Should a line below contain the word "sample", report it.

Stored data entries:
◆ ◆ ◆ ◆ ◆ ◆ ◆

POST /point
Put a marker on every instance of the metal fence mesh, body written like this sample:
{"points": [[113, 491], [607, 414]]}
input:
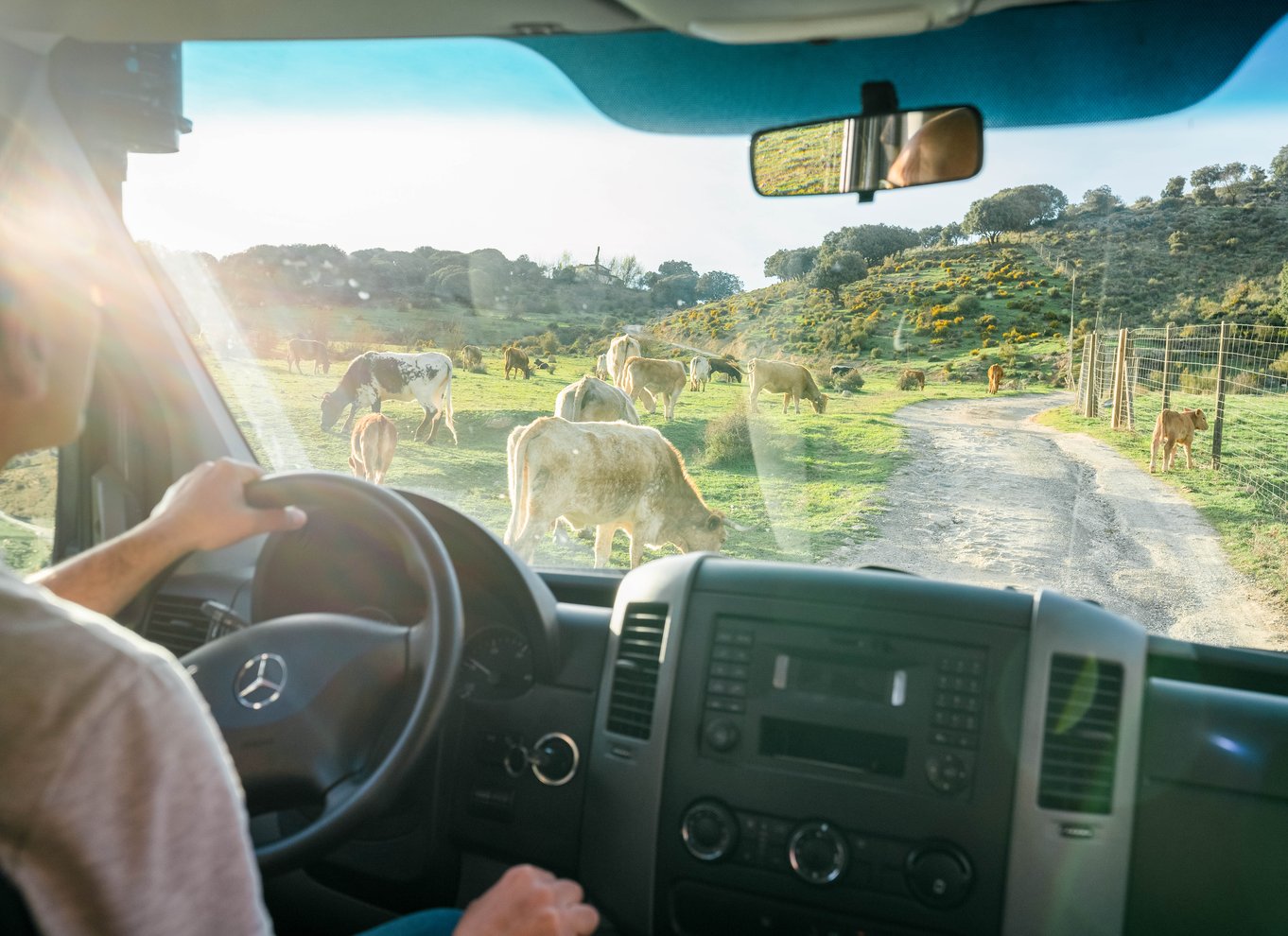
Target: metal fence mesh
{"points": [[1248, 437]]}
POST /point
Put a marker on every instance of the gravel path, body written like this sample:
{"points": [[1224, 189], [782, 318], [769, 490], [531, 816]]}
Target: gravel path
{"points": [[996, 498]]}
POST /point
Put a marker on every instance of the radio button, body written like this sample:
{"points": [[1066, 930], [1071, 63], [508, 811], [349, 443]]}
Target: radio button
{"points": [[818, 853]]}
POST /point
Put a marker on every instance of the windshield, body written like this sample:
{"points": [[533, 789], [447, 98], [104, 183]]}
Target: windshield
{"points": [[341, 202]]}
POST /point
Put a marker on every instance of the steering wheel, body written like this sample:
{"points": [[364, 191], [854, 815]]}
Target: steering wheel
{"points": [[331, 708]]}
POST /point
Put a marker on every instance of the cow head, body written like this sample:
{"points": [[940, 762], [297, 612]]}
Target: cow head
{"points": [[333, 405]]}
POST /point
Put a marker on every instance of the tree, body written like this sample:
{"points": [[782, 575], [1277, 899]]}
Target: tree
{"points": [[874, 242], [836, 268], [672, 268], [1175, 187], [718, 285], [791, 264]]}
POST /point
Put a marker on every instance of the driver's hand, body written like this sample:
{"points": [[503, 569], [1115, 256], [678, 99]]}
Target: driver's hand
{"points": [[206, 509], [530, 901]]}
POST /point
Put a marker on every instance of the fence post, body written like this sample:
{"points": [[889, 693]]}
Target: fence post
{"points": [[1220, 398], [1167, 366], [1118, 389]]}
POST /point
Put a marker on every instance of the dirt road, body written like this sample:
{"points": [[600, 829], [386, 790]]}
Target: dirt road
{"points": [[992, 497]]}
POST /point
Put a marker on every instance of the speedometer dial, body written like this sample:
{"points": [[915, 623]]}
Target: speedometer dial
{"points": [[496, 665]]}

◆ ◆ ◆ ◆ ◆ ◆ ◆

- _Task answer_:
Put a marker on every instance of the metal fence mesh, body written like this sample:
Put a marker on every instance of the gravel path, body written like this sample:
Put a marker on every instance of the radio button, body written like this sample:
Put a marker on every instance of the windshield, body written like this sample:
Put a marker on every instance of the steering wheel, body written like this sample:
Put a marker on every instance of the cow head, body written like this sample:
Put a marker on every instance of the tree, body written like this sample:
Put a marker on every instance of the driver's hand, body written like this sample:
Put a marker on every instance of the fence post, body written like this sample:
Put a marker on every instance of the dirt road, body written like this sample:
Put a marker on every instance of the speedometer dial, body written like this sample:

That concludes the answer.